Text shown
= = = = = = =
Wednesday, September 12, 2018

Time to Terminate assisted suicide.

Alex Schdenberg
Executive Director - Euthanasia Prevention Coalition

Steve Forbes
Steve Forbes, wrote an excellent article for Forbes.com titled: Time to Terminate 'Assisted Dying.'

Forbes cuts to the chase when commenting on the abuses with the Netherlands, Belgium and now Canadian euthanasia laws:

Many thousands of patients have been disposed of since Holland and Belgium enacted these morally repugnant laws. Belgium now allows euthanasia to be applied even to children, acknowledging recently that between Jan. 1, 2016, and Dec. 31, 2017, two children, ages 9 and 11, who were afflicted with a brain tumor and cystic fibrosis, respectively, and a 17-year-old, who had Duchenne muscular dystrophy, had been put to death. Apologists say these kids gave their consent, as did their parents. Good God! Are we to believe that youngsters should be making such decisions?
Holland has been hit with scandals in which patients were administered lethal injections without their consent, in order to free up "needed" hospital beds. After all, the reasoning went, these people were going to die soon, anyway. In Belgium, according to a news report, a member of the Federal Commission for Euthanasia Control & Evaluation resigned last year "in protest at the unchecked killings of dementia patients."  
What's happening here is an ugly, slippery slope. Instead of working to alleviate the tribulations of the afflicted and innovating ever better ways to do this, we simply "put them out of their misery," the way we do with household pets.
= = = = = = =
Tasks
• a. According to the post on assisted suicide, what commission did a member in Belgium resign from last year?
• b. Reproduce the post on assisted suicide between "Many thousands of" and "making such decisions?", inclusive.
• c. Summarize the post on assisted suicide in two sentences.
The items after this post play no part in the work on it.

Records shown
= = = = = = =
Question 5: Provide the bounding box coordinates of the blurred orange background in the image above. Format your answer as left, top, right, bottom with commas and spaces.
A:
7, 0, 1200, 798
= = = = = = =
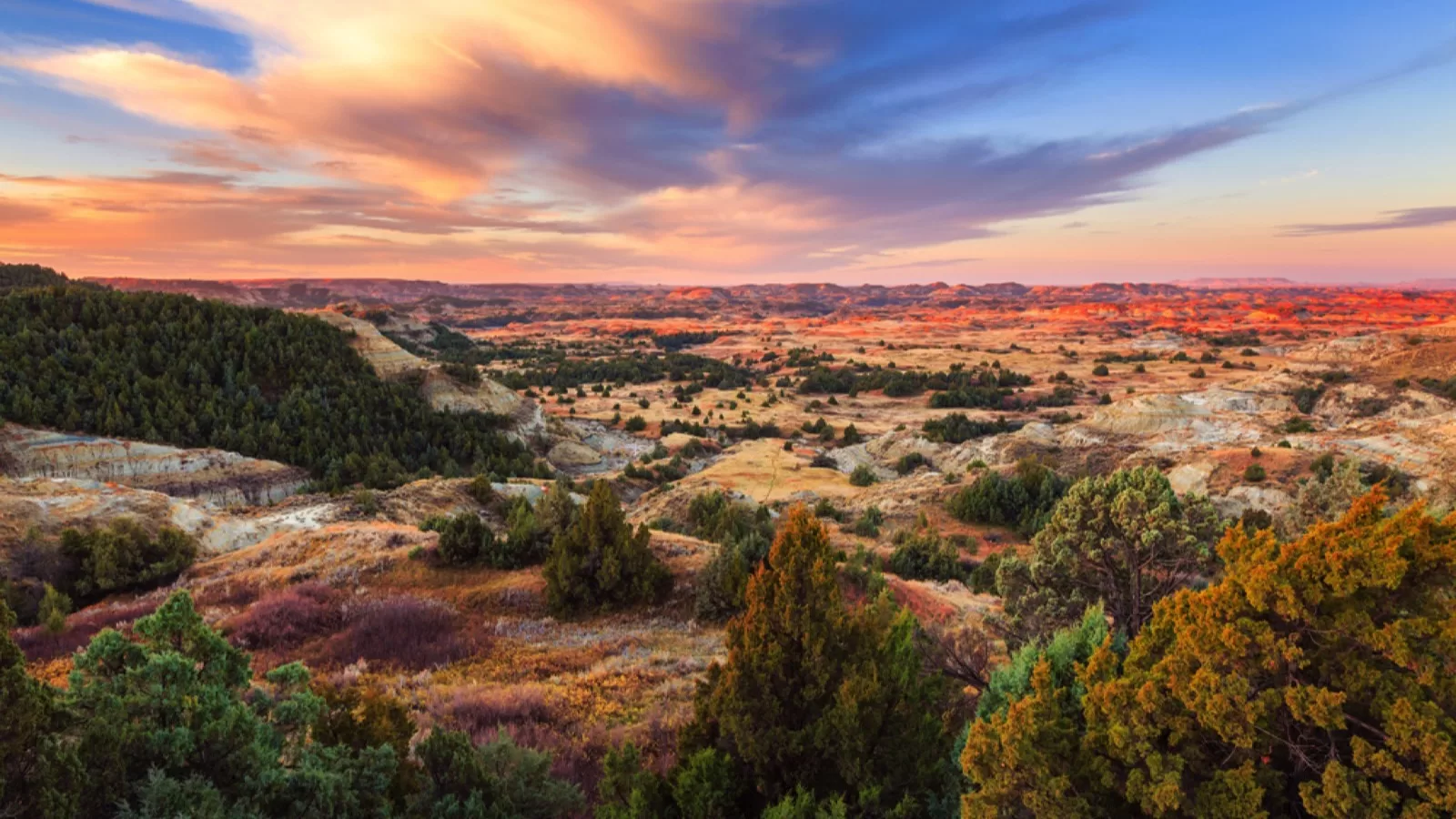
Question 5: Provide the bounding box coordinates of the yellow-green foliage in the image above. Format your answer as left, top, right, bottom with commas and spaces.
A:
= = = = = = =
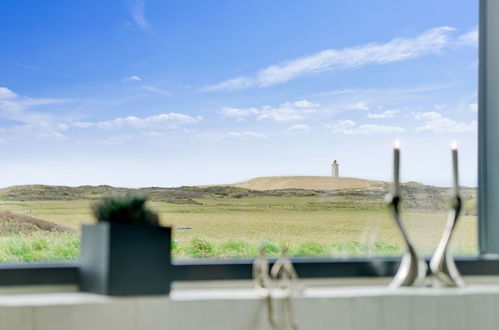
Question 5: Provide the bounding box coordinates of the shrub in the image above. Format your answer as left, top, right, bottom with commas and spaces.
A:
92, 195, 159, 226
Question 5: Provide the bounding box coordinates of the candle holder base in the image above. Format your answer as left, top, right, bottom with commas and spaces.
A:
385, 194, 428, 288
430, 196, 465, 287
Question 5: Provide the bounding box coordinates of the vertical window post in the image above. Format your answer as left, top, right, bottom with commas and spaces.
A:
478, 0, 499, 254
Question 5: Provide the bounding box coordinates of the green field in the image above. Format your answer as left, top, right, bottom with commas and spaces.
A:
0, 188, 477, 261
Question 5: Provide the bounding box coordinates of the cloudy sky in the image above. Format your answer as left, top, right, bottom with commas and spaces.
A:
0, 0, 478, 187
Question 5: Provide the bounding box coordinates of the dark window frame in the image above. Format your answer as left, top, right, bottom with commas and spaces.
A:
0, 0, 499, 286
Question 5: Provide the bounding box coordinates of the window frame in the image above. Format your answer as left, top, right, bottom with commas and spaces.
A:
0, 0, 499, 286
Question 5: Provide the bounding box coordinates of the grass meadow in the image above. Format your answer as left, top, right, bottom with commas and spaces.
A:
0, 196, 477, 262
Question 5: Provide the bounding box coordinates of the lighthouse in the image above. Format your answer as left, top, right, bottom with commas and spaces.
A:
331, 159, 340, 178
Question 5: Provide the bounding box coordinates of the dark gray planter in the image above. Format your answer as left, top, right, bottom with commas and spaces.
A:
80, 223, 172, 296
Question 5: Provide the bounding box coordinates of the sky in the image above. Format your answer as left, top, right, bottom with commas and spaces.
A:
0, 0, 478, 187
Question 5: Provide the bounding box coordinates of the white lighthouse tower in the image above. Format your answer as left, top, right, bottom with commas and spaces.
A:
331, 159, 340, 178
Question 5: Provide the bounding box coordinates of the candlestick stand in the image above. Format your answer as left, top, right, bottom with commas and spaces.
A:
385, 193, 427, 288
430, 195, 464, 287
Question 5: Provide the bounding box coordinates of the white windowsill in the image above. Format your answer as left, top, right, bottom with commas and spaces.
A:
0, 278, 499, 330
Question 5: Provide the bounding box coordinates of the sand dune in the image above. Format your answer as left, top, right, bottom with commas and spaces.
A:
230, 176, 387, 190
= = = = = = =
Answers to the tasks
• a. The Federal Commission for Euthanasia Control & Evaluation.

• b.
Many thousands of patients have been disposed of since Holland and Belgium enacted these morally repugnant laws. Belgium now allows euthanasia to be applied even to children, acknowledging recently that between Jan. 1, 2016, and Dec. 31, 2017, two children, ages 9 and 11, who were afflicted with a brain tumor and cystic fibrosis, respectively, and a 17-year-old, who had Duchenne muscular dystrophy, had been put to death. Apologists say these kids gave their consent, as did their parents. Good God! Are we to believe that youngsters should be making such decisions?

• c. The post highlights an article Steve Forbes wrote for Forbes.com, titled "Time to Terminate 'Assisted Dying,'" that comments on abuses under the euthanasia laws of the Netherlands, Belgium and Canada. Forbes notes that Belgium has put children to death and that Holland has had scandals over lethal injections given without consent, and he calls this an ugly, slippery slope that treats the afflicted the way we treat household pets.